DOCUMENT EXTRACT ▸
--------------------------------------------------

Also be sure to intelligently cache input that is generated while the user is waiting. Where do those extra mouse clicks or keystrokes go? Do repeated pressings of the “Esc” key lead to the application quitting or backing out from valid data-entry screens? Think hard about consequences.
A paramount rule: Never lose data entered by the end user, whether it’s text or graphics. If it’s entered, even if it’s going to be transmitted immediately to the back end, cache the data first, and then transmit it to the back end from the cache.
Danny Goodman, who develops mobile apps for Android and iOS, explains, “I tend to design from the non-connected world upward, trying to implement as much as possible without connectivity and then add connectivity-heavy features from there.”
Goodman’s iOS apps include a section for “News and Tips,” with infrequently updated info in HTML, such as new-version release notes, links to third-party supplemental data, and power-user tips.
“Each time the app downloads the latest document version, it saves it locally on the device, along with the document date from the download header,” he says. “Because I control the files on my server (as opposed to being composed by a database), my apps first perform a header check to see if the file date has changed since the last time it was downloaded, thus minimizing data transfer if there are no changes.”

--------------------------------------------------

Natural-language object grounding data:

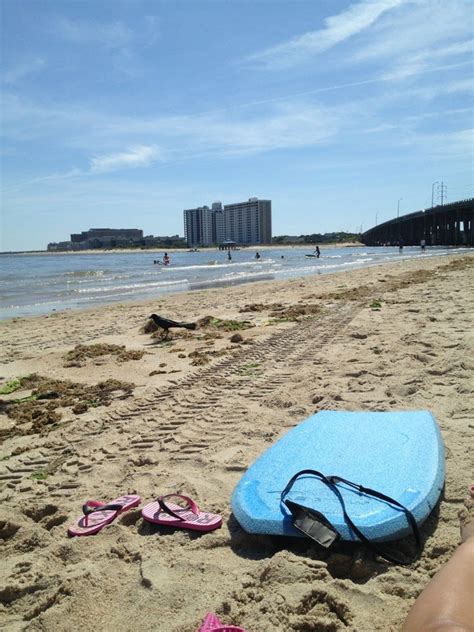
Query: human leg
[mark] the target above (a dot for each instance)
(447, 603)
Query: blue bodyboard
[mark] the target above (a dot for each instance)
(400, 454)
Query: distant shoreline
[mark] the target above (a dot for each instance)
(114, 251)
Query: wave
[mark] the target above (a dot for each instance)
(86, 273)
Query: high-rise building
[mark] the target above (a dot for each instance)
(244, 222)
(198, 225)
(249, 222)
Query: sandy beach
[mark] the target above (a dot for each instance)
(123, 411)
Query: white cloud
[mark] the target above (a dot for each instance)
(136, 156)
(106, 34)
(24, 68)
(350, 22)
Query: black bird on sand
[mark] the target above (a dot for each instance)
(167, 324)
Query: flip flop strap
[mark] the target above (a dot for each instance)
(191, 505)
(91, 507)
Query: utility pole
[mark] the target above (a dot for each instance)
(443, 189)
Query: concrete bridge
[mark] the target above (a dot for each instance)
(446, 225)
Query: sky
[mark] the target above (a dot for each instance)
(122, 113)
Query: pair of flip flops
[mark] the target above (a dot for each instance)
(97, 514)
(212, 623)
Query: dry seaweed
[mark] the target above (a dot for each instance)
(40, 410)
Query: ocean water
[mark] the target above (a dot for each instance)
(40, 284)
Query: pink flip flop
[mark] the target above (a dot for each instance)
(173, 515)
(212, 623)
(98, 514)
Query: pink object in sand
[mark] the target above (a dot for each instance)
(212, 623)
(98, 514)
(172, 515)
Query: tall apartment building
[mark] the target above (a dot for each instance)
(249, 222)
(198, 224)
(244, 222)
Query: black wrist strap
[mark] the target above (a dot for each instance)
(314, 523)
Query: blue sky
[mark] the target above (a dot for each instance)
(122, 113)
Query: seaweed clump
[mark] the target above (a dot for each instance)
(41, 409)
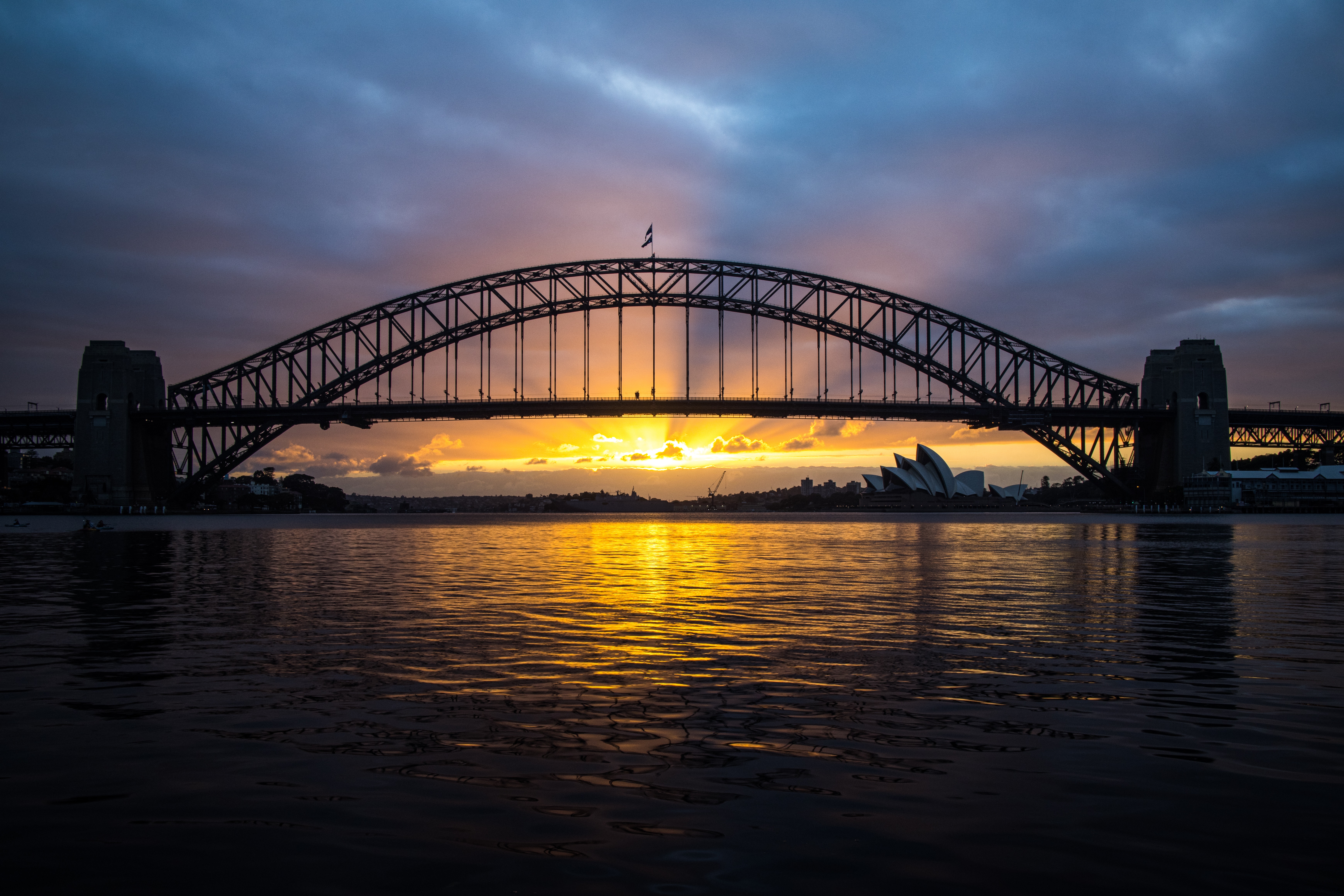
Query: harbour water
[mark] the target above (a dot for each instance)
(660, 704)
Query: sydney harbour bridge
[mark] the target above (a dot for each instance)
(651, 338)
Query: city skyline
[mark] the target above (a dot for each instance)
(1095, 182)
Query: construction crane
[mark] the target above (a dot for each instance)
(716, 490)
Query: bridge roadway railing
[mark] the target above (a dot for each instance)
(23, 430)
(1251, 428)
(363, 414)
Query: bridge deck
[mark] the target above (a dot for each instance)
(1003, 417)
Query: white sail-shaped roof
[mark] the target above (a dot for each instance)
(927, 478)
(936, 465)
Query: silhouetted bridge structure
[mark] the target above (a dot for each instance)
(572, 340)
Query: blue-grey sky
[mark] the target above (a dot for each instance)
(1096, 178)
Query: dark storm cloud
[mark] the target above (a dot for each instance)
(1101, 179)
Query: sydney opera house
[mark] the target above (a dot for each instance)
(929, 478)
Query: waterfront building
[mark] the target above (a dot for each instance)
(928, 476)
(1283, 488)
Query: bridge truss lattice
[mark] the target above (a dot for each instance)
(812, 344)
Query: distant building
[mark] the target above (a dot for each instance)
(1279, 488)
(929, 476)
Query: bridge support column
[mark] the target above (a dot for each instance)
(1191, 382)
(120, 460)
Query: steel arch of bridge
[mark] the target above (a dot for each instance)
(224, 417)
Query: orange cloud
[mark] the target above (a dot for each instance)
(397, 464)
(673, 451)
(737, 444)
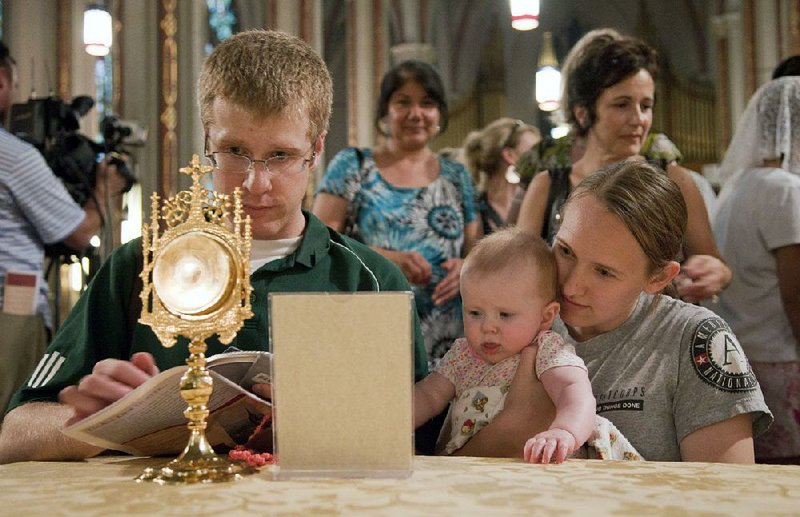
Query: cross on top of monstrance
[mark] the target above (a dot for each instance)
(196, 283)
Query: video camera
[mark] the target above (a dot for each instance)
(52, 125)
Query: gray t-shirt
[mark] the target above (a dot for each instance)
(668, 371)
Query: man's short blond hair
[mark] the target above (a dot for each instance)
(267, 73)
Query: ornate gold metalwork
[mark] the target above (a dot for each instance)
(196, 284)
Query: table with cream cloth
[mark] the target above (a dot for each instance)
(437, 486)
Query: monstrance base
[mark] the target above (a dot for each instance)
(213, 469)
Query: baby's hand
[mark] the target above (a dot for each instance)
(553, 445)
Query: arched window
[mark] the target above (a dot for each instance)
(223, 22)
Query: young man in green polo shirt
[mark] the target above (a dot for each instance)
(265, 101)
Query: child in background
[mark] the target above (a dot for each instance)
(508, 285)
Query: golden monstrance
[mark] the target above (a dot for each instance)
(196, 284)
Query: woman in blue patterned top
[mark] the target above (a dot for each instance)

--------------------------------------------------

PROBLEMS AND TASKS ▸
a) Reproduce the part of the passage on offline app design that begins at "A paramount rule: Never" and ends after "and power-user tips.".
b) Carry on the passage on offline app design, picking up after its final sentence.

RESPONSES BY ITEM NUMBER ▸
a)
A paramount rule: Never lose data entered by the end user, whether it’s text or graphics. If it’s entered, even if it’s going to be transmitted immediately to the back end, cache the data first, and then transmit it to the back end from the cache.
Danny Goodman, who develops mobile apps for Android and iOS, explains, “I tend to design from the non-connected world upward, trying to implement as much as possible without connectivity and then add connectivity-heavy features from there.”
Goodman’s iOS apps include a section for “News and Tips,” with infrequently updated info in HTML, such as new-version release notes, links to third-party supplemental data, and power-user tips.

b)
If there is no connectivity, the app displays the most recently downloaded text. Says Goodman: “When downloaded data is the star of the app, I still cache each download (either as received JSON data or plugged into iOS Core Data) so that at next launch, if there is no connectivity, at least the most recently downloaded data appears in the app.”
Design is good, but testing is where the user experience hits the road. Test early, test often, and don’t expect that the developers’ own experiences cover all possible end-user scenarios. Otherwise, you’ll hear screams and fix lots of broken phone screens. Also, gather lots of metrics from end-user sessions.
According to Kent Beck, a programmer at Facebook and creator of the Extreme Programming methodology: “This is a big issue for us at Facebook, especially in emerging markets. My only general advice is to measure the actual latency, throughput, and variance of your actual users. That’s been an eye-opener for us, and the answers change over time. Also, have the version of the app that the developers use every day simulate that networking environment. Forcing yourself to use the service as others use it puts skin in the game.”
Goodman agrees: “It’s vital to test your app thoroughly with all connectivity turned off so you can see how it behaves. Then put yourself in the shoes of a user, and handle that scenario gracefully and intelligently.”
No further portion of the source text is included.